• _Short exercise a_: Turn the rows into a JSON list of strings, one string per line with blank lines left out. Begin at the line that has "Hey team, new labeling batch. Target class is dark gray" and stop after the line that has "221], [269, 170, 291, 222]]".

— BEGIN Provided passage —

Rachel Rose (born 1986) is an American visual artist known for her video installations. Her work explores how our changing relationship to landscape has shaped storytelling and belief systems. She draws from, and contributes to, a long history of cinematic innovation, and through her subjects—whether investigating cryogenics, 17th century agrarian England, the American Revolutionary War, modernist architecture, or the sensory experience of walking in outer space—she questions what it is that makes us human and the ways we seek to alter and escape that designation.

Recent solo exhibitions include Pond Society (2020); Lafayette Anticipations (2020); Fridericianum (2019); LUMA Foundation (2019); Fondazione Sandretto (2018); Philadelphia Museum of Art (2018); Kunsthaus Bregenz (2017); Museu Serralves (2016); The Aspen Art Museum (2016); The Whitney Museum of American Art (2016) and Serpentine Galleries (2015). In addition to these and other solo exhibitions, the artist's work has been featured in the 2018 Carnegie International, the 2017 Venice Biennale, the 2016 São Paulo Biennial, and numerous other group exhibitions.

Among her recent projects are Enclosure (2019), jointly commissioned by the Park Avenue Armory in New York and LUMA Foundation in Arles, Wil-o-Wisp (2018), jointly commissioned and owned by the Philadelphia Museum of Art and Fondazione Sandretto Re Rebaudengo; Everything and More (2015), presented at the Whitney Museum of American Art, New York; and Palisades (2015), at the Serpentine Galleries in London in 2014. Rose is the recipient of the 2015 Frieze Artist Award.

Early life and education
Rose is the daughter of Diana (née Calthorpe) and Jonathan F. P. Rose. Her father is an urban planner with a focus on sustainable housing, Her uncle is the architect Peter Calthorpe. She started her education by earning a B.A. in humanities and B.A. art from Yale University and a M.F.A. from Columbia University. She entered graduate school as a painter, and quickly shifted, she studied under Rirkrit Tiravanija.

Work
Rose produces video installations juxtaposing images and sounds.  Her experiential pieces work to convey sensorial aspects of ideas by manipulating sound and image. Her imagery depicts "humanity's shard current anxieties and their multi-layered interconnectivity" as well as humanities' relationship to the natural world, advancing technology, mortality, and history.

Sitting Feeding Sleeping (2013), which she filmed at a cryogenics lab in Arizona zoological parks, and a robotics perception lab, debuted at the Taipei Biennial. In this work, Rose combined footage taken of zoo animals living in captivity with screen images that flicker and flash before us. In the narration, Rose talks about forms of life that are suspended and simulated—artificial intelligence and cryogenically frozen bodies, zoo animals and counterfeit ecologies. Through this montage of different types of footage and text, Rose poses us between the natural and the artificial, and speaks to the very strange moment of life in a world that is seemingly caught between the two, existing in a hybrid (though not necessarily symbiotic) moment of radical change.

— END Provided passage —
— BEGIN Data provided —

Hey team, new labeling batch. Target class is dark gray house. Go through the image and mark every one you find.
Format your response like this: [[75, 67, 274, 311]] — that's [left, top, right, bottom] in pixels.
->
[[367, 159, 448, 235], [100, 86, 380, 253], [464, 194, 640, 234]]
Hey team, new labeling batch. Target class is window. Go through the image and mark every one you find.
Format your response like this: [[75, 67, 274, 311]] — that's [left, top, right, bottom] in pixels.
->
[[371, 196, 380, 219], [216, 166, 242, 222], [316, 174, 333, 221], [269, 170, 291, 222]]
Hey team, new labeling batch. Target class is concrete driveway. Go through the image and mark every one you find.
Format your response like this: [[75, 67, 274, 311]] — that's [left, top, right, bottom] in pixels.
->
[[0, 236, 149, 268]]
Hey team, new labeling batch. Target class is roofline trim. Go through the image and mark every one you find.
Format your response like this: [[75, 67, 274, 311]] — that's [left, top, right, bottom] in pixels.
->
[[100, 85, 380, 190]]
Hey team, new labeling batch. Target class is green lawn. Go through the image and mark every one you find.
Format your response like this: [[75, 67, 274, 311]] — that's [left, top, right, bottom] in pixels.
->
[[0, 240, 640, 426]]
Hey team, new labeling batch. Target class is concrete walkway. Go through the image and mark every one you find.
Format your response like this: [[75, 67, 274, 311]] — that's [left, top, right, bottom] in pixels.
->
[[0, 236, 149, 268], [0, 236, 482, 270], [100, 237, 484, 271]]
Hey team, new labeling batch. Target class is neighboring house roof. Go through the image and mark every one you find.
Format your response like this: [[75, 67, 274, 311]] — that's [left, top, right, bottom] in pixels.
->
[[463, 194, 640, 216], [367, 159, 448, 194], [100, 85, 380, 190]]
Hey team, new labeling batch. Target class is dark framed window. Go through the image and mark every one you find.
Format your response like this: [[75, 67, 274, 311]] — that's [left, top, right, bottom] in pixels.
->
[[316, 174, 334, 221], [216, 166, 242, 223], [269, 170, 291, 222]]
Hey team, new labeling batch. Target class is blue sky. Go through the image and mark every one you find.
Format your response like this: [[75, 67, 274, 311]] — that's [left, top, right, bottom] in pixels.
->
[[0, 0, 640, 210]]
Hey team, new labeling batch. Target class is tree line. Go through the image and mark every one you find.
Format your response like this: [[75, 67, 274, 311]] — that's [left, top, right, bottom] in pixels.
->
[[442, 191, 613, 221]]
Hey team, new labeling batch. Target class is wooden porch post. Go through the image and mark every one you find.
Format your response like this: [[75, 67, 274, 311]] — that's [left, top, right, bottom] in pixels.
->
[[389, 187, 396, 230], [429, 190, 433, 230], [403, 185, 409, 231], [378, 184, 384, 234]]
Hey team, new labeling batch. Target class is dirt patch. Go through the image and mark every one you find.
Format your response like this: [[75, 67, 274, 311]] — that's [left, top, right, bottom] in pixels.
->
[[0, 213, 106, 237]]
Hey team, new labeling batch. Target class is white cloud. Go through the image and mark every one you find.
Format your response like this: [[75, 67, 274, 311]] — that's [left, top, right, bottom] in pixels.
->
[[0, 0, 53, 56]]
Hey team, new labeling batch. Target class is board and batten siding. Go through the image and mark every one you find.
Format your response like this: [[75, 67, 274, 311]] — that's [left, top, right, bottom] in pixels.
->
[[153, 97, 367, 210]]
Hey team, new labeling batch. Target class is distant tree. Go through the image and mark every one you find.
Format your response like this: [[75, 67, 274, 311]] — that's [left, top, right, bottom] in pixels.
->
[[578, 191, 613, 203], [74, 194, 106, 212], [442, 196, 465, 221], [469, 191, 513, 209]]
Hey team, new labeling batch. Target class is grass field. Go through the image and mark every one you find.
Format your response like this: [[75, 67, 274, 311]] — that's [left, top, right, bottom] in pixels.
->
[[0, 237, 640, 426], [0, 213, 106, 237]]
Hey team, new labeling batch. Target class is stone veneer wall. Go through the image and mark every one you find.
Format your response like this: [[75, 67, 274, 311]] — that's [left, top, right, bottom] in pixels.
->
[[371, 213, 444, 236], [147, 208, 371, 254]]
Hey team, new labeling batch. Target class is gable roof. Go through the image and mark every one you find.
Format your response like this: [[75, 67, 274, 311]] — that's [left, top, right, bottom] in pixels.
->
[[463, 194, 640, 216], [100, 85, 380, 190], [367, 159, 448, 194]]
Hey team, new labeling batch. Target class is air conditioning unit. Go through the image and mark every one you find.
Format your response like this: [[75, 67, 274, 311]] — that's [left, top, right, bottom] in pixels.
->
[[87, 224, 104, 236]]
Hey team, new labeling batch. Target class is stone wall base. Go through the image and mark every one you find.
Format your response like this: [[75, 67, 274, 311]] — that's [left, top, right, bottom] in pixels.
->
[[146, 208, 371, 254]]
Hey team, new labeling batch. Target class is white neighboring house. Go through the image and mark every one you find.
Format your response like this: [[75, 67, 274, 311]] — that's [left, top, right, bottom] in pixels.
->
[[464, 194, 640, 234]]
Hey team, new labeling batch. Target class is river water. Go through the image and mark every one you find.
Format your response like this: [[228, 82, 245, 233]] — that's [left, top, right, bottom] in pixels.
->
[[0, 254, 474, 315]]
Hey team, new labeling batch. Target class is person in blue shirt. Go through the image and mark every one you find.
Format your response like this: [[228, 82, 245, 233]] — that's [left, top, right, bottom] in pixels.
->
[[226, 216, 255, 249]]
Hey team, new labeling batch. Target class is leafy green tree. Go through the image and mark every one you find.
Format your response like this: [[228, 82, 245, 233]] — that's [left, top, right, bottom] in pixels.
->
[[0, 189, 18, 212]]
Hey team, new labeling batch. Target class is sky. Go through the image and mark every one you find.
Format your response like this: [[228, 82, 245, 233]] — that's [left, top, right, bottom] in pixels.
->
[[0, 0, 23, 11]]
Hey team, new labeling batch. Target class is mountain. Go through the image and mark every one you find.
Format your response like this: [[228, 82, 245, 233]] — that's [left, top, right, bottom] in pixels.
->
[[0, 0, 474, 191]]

— END Data provided —
— BEGIN Data provided —

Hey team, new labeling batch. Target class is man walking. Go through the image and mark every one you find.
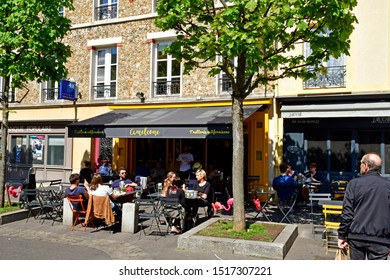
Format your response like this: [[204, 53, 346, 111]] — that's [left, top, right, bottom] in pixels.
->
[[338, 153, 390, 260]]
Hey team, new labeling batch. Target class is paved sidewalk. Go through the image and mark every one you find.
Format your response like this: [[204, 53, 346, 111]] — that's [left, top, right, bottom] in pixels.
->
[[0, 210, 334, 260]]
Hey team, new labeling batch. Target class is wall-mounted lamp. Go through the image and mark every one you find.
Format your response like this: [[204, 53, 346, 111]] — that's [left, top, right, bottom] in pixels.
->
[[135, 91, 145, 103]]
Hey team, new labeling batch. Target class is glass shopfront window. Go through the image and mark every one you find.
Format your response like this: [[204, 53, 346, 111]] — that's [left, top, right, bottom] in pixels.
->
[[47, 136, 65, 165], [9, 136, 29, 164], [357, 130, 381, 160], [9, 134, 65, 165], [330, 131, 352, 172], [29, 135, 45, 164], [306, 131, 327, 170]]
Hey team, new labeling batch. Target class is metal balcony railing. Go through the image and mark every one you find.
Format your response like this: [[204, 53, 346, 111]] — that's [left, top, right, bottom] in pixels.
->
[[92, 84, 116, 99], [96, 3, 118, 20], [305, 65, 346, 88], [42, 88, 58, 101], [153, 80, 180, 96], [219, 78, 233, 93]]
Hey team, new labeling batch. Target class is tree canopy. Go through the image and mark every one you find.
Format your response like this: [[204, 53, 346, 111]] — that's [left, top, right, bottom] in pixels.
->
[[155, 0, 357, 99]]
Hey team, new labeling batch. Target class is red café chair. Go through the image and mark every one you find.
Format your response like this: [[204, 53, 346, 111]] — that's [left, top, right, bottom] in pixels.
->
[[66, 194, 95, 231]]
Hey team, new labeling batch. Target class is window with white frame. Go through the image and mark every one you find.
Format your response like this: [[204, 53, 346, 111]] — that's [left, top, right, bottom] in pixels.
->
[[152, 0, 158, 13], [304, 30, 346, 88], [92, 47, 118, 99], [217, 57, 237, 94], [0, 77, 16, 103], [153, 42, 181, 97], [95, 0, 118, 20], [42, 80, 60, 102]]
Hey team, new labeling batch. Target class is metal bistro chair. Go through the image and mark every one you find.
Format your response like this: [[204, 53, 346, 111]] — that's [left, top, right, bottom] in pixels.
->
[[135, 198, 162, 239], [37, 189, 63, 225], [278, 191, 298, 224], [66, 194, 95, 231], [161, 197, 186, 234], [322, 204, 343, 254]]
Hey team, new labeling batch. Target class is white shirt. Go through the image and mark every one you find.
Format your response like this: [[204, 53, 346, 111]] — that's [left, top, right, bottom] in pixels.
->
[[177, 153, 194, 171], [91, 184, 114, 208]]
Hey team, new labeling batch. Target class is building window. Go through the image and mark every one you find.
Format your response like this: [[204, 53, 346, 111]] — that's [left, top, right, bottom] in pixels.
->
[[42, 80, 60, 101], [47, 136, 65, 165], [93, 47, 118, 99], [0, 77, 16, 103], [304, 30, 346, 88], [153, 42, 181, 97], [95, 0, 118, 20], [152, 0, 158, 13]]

— END Data provided —
— BEGIN Data provided —

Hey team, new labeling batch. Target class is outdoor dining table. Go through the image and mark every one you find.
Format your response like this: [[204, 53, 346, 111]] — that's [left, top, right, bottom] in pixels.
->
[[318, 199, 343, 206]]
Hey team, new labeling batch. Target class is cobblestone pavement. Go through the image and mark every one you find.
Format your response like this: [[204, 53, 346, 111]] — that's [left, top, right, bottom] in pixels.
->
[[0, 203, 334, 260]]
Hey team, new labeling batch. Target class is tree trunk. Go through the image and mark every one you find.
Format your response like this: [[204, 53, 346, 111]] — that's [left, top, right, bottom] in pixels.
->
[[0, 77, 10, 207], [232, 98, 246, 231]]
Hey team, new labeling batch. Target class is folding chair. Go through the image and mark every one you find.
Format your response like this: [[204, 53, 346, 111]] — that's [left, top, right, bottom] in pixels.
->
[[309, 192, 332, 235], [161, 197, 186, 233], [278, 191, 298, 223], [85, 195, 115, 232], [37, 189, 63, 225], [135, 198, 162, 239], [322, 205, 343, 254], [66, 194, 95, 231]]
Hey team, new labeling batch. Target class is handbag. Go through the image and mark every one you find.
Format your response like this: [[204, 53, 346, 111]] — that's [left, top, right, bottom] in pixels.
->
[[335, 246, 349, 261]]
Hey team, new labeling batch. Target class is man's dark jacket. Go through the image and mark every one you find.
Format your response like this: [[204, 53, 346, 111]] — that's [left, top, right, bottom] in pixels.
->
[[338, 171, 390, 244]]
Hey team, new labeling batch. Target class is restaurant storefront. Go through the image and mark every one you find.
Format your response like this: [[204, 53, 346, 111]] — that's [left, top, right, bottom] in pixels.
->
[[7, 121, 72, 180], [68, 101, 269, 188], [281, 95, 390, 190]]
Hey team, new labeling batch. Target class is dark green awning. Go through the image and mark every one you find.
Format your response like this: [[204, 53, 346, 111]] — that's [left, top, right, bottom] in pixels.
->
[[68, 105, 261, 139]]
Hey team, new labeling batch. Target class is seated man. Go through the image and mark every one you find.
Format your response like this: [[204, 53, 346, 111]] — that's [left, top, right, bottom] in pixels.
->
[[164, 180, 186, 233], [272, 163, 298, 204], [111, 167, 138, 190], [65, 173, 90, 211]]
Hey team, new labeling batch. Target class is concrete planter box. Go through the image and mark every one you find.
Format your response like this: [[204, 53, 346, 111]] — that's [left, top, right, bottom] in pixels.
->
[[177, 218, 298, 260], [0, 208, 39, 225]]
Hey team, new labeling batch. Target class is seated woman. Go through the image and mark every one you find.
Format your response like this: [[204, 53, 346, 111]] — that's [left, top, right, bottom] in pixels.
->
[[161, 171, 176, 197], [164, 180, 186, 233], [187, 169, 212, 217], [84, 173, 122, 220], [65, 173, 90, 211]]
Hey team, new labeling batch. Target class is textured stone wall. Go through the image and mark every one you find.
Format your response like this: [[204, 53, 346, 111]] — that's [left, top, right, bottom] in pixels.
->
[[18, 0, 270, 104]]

— END Data provided —

• _Short exercise b_: According to the passage on Rachel Rose, where did Sitting Feeding Sleeping debut?

• _Complete output a_:
[
  "Hey team, new labeling batch. Target class is dark gray house. Go through the image and mark every one you find.",
  "Format your response like this: [[75, 67, 274, 311]] — that's [left, top, right, bottom] in pixels.",
  "->",
  "[[367, 159, 448, 235], [100, 86, 380, 253], [464, 194, 640, 234]]",
  "Hey team, new labeling batch. Target class is window. Go through the image and mark every one you find.",
  "Format your response like this: [[75, 67, 274, 311]] — that's [left, top, right, bottom] in pixels.",
  "->",
  "[[371, 196, 380, 219], [216, 166, 242, 222], [316, 174, 333, 221], [269, 170, 291, 222]]"
]

• _Complete output b_: At the Taipei Biennial.